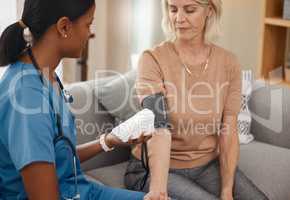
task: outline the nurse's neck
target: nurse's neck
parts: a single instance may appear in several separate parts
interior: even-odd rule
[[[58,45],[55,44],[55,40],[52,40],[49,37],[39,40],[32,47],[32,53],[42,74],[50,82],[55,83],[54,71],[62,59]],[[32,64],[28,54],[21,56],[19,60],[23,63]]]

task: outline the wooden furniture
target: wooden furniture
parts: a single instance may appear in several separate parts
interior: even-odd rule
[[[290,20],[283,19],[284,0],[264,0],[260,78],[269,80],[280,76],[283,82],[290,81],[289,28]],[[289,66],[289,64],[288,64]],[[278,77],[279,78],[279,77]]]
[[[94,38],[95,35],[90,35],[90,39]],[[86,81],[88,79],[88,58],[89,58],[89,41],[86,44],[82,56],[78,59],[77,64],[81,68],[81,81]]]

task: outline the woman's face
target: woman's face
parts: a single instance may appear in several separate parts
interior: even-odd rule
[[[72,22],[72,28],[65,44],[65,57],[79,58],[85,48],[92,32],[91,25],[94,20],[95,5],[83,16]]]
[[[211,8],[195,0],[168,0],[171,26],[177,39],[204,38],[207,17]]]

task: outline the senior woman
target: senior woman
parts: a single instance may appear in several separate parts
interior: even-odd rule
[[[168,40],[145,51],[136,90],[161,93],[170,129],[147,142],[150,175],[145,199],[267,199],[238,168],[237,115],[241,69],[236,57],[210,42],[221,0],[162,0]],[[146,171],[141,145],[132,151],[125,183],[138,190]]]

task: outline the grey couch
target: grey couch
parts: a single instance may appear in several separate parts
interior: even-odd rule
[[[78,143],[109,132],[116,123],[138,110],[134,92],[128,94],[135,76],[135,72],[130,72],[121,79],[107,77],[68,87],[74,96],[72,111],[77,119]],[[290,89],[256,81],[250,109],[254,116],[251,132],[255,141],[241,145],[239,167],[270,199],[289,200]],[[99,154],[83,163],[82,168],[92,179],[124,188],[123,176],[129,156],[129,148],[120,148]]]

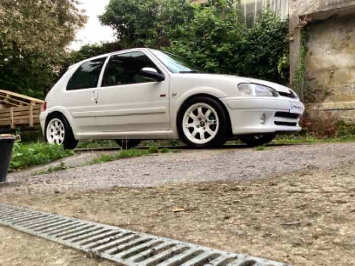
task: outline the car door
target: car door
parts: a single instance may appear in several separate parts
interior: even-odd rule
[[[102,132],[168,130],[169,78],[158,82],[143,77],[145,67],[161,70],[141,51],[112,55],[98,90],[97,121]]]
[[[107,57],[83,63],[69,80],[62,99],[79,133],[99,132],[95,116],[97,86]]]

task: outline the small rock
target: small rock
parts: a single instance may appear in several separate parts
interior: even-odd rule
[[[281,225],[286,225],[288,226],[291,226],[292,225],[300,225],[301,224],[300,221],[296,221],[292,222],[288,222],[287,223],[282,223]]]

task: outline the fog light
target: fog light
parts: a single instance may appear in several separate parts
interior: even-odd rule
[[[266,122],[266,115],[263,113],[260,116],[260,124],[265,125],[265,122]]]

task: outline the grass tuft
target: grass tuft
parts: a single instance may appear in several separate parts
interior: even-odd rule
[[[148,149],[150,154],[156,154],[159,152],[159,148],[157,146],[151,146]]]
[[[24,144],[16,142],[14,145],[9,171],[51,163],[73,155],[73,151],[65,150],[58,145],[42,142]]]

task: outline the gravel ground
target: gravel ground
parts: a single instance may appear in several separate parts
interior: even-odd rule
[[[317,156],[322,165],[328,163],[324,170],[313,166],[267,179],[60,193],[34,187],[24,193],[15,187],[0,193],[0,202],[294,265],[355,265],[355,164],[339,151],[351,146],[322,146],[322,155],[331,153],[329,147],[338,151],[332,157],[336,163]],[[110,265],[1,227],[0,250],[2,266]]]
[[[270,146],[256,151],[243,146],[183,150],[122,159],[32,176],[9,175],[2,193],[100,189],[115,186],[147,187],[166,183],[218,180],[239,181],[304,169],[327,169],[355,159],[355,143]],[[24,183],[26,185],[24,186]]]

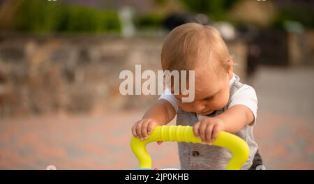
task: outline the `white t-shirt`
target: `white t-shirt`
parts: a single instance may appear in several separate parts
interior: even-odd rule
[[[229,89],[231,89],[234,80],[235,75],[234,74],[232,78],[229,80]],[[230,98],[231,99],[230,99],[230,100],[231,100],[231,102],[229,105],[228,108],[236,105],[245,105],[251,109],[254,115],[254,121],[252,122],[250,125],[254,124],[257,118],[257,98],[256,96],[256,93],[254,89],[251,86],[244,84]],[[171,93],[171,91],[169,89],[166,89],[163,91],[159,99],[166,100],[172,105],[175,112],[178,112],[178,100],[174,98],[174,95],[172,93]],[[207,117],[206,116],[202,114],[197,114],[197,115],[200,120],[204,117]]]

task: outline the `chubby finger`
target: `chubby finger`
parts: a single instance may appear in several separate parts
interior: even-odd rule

▶ THE REQUEST
Repeat everything in the records precisely. Images are excluded from the copy.

▶ COMPLETE RESPONSE
task: outline the nurse's neck
target: nurse's neck
parts: a single instance may appear in several separate parts
interior: even-odd rule
[[[58,45],[55,44],[55,40],[52,40],[49,37],[39,40],[32,47],[32,53],[42,74],[50,82],[55,83],[54,71],[62,59]],[[32,64],[28,54],[21,56],[19,60],[23,63]]]

task: outline the wooden furniture
target: wooden furniture
parts: a single instance may appear in several separate parts
interior: even-odd rule
[[[290,20],[283,19],[284,0],[264,0],[260,78],[269,80],[280,76],[283,82],[290,81],[289,28]],[[289,66],[289,64],[288,64]],[[278,77],[279,78],[279,77]]]
[[[94,38],[95,35],[90,35],[90,39]],[[86,81],[88,79],[88,58],[89,58],[89,41],[86,44],[82,56],[78,59],[77,64],[81,68],[81,81]]]

task: outline the woman's face
target: woman's face
parts: a single instance may appear in several separate parts
interior: even-odd rule
[[[72,22],[72,28],[65,44],[65,57],[79,58],[85,48],[92,32],[91,25],[94,20],[95,5],[83,16]]]
[[[211,8],[195,0],[168,0],[171,26],[177,39],[204,38],[207,17]]]

task: outline the senior woman
target: senior woman
parts: a single instance may appear in several separate parts
interior: even-odd rule
[[[168,40],[145,51],[136,90],[161,93],[170,129],[147,142],[150,175],[145,199],[267,199],[238,168],[237,115],[241,69],[236,57],[210,42],[221,0],[162,0]],[[146,171],[141,145],[132,151],[125,183],[138,190]]]

task: outline the grey couch
target: grey couch
parts: a single instance may appear in several separate parts
interior: even-odd rule
[[[78,143],[109,132],[116,123],[138,110],[134,92],[128,94],[135,76],[135,72],[130,72],[121,79],[107,77],[68,87],[74,96],[72,111],[77,119]],[[290,89],[256,81],[250,109],[254,116],[251,132],[255,141],[241,145],[239,167],[270,199],[289,200]],[[99,154],[83,163],[82,168],[92,179],[124,188],[123,176],[129,156],[129,148],[120,148]]]

task: outline the car door
target: car door
parts: a single instance may appear in several separate parts
interior: even-odd rule
[[[102,132],[168,130],[169,78],[158,82],[143,77],[145,67],[161,70],[141,51],[112,55],[98,90],[97,121]]]
[[[107,57],[83,63],[69,80],[62,99],[79,133],[99,132],[95,116],[97,86]]]

task: outline the small rock
target: small rock
parts: a single instance may appear in several separate parts
interior: even-odd rule
[[[281,225],[286,225],[288,226],[291,226],[292,225],[300,225],[301,224],[300,221],[296,221],[292,222],[288,222],[287,223],[282,223]]]

task: outline the fog light
target: fog light
parts: a single instance may appear in several separate parts
interior: even-odd rule
[[[266,122],[266,115],[263,113],[260,116],[260,124],[265,125],[265,122]]]

task: outline the grass tuft
target: grass tuft
parts: a single instance may appear in several separate parts
interior: even-odd rule
[[[148,149],[150,154],[156,154],[159,152],[159,148],[157,146],[151,146]]]
[[[24,144],[16,142],[14,145],[9,171],[51,163],[73,155],[73,151],[65,150],[58,145],[42,142]]]

task: outline the gravel ground
target: gravel ground
parts: a single instance may appear in several separate parts
interior: even-odd rule
[[[317,156],[322,165],[328,163],[324,170],[313,166],[267,179],[60,193],[34,187],[24,193],[15,187],[0,193],[0,202],[294,265],[355,265],[355,164],[339,151],[351,146],[322,146],[322,155],[331,153],[329,147],[338,151],[332,157],[336,163]],[[110,265],[1,227],[0,250],[2,266]]]
[[[270,146],[256,151],[243,146],[183,150],[122,159],[32,176],[9,175],[2,193],[100,189],[115,186],[147,187],[166,183],[218,180],[239,181],[304,169],[327,169],[355,159],[355,143]],[[24,183],[26,185],[24,186]]]

task: outline the `white t-shirt`
target: `white t-shirt`
parts: a single instance may appear in several separate parts
interior: even-odd rule
[[[229,89],[231,89],[234,80],[235,75],[234,74],[232,78],[229,80]],[[230,98],[231,99],[230,99],[230,100],[231,100],[231,102],[229,105],[228,108],[236,105],[245,105],[251,109],[254,115],[254,121],[252,122],[250,125],[254,124],[257,118],[257,98],[256,96],[256,93],[254,89],[251,86],[244,84]],[[171,93],[171,91],[169,89],[166,89],[163,91],[159,99],[166,100],[172,105],[175,112],[178,112],[178,100],[174,98],[174,95],[172,93]],[[207,117],[206,116],[202,114],[197,114],[197,115],[200,120],[204,117]]]

task: outline the `chubby finger`
target: `chubby finger`
parts: a single instance may appear in several separate parts
interior: even-odd rule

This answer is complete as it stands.